GIVEN PASSAGE:
━━━━━━━━━━━━━━━━━━━━

I reapplied teflon tape, still no good. I upped the pressure to about 40-50 PSI (only guessing, since my low side gauge is blown, I have to guess pass 20 PSI) I turned off the first 2, the last two didn't work to create pressure. I think my 2 last folds are not good...? Replacement? More money... u_u What happened to my resolution? lol.

Do you guys know how to remove a low pressure gauge? I just contacted Rex Grigg about getting a replacement tonight, hopefully I get a reply from him soon.


----------



## NeonFlux (May 15, 2008)

Bump, any more advice guys =)?


----------



## NeonFlux (May 15, 2008)

Could you guys think of any more problems besides not creating enough pressure for my two last ports? I cranked my PSI all the way screwed in and it's a still no can do, but, can do for my first 2 ports, their bubble count and pressure is very strong. I just can't figure out why???


----------



## NeonFlux (May 15, 2008)

No more thoughts into this guys? Looks like I'm going to have to try to replace the old low pressure gauge for a new one... Hopefully REX gets back to me SOON. I know how lousy he is to get back to people.. ¬_¬


----------



## NeonFlux (May 15, 2008)

Here are some pictures.


----------



## Seattle_Aquarist (Mar 7, 2008)

Hi NeonFlux,

I just wanted to ask, is your tank valve fully open? It's hard to tell in the picture.


----------



## NeonFlux (May 15, 2008)

Yeah


----------



## NeonFlux (May 15, 2008)

I think i may just found out what my problem is. I yanked out the first two manifolds out from my extender, and put in two of last folds that didn't work. So I used the first two's bubble counters and worked, but the last two bubble counters didn't work. So I have 2 Bad bubble counters that wont work with pressure. And the first two worked with right amount of pressure.

Bad bubble counters


----------



## NeonFlux (May 15, 2008)

Guess what guys?

orlando, one of the pro's in co2, regulators, etc

Is going to let me ship my rex regulator, and all my parts to him! He is going to fix my co2 problems, and he said he will install a NEW low pressure gauge for free. I suppose he has seen this thread lol So he is willing to help fix my problem, no charge, all I have to pay for is shipping. Isn't that great? I'm in his debt! Thanks orlando!!! I must be lucky!


----------

━━━━━━━━━━━━━━━━━━━━

DATA BLOCK:
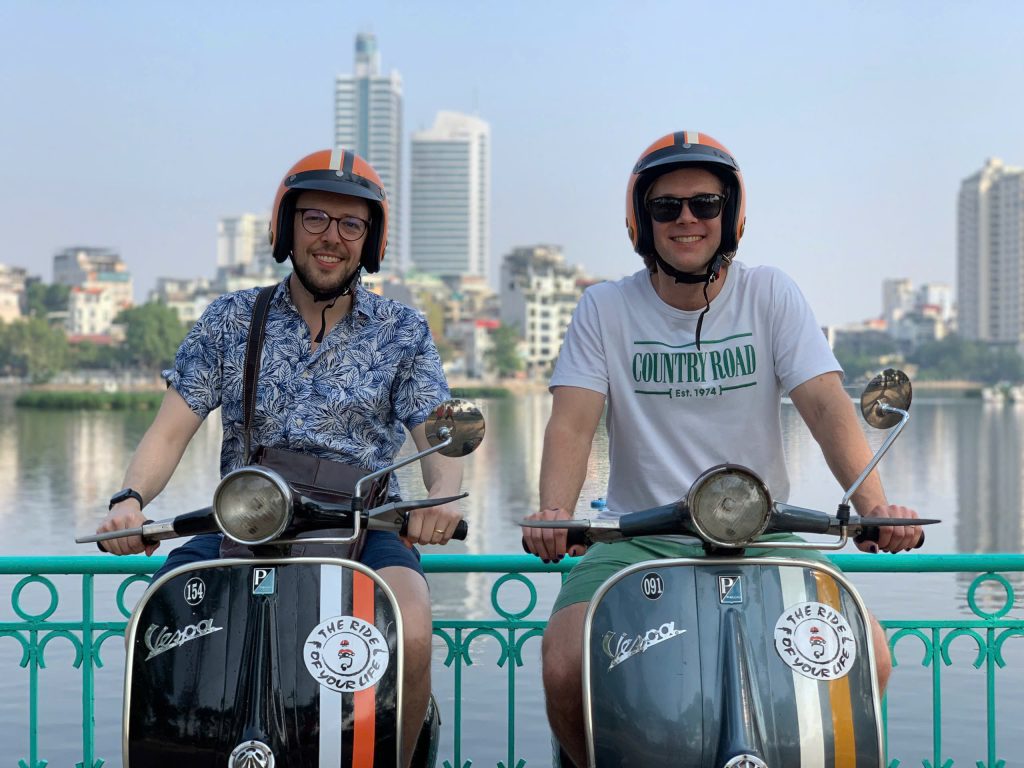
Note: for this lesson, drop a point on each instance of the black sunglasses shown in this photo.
(667, 209)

━━━━━━━━━━━━━━━━━━━━

EXERCISE TASK 1: Reproduce the stretch of the CO2 regulator thread from "Bump, any more" through "figure out why???", substituting "outlets" for "ports".
EXERCISE TASK 2: List every text emoticon that appears in the CO2 regulator thread.

FINAL RESULT 1:
Bump, any more advice guys =)?


----------



## NeonFlux (May 15, 2008)

Could you guys think of any more problems besides not creating enough pressure for my two last outlets? I cranked my PSI all the way screwed in and it's a still no can do, but, can do for my first 2 outlets, their bubble count and pressure is very strong. I just can't figure out why???

FINAL RESULT 2:
u_u
=)
¬_¬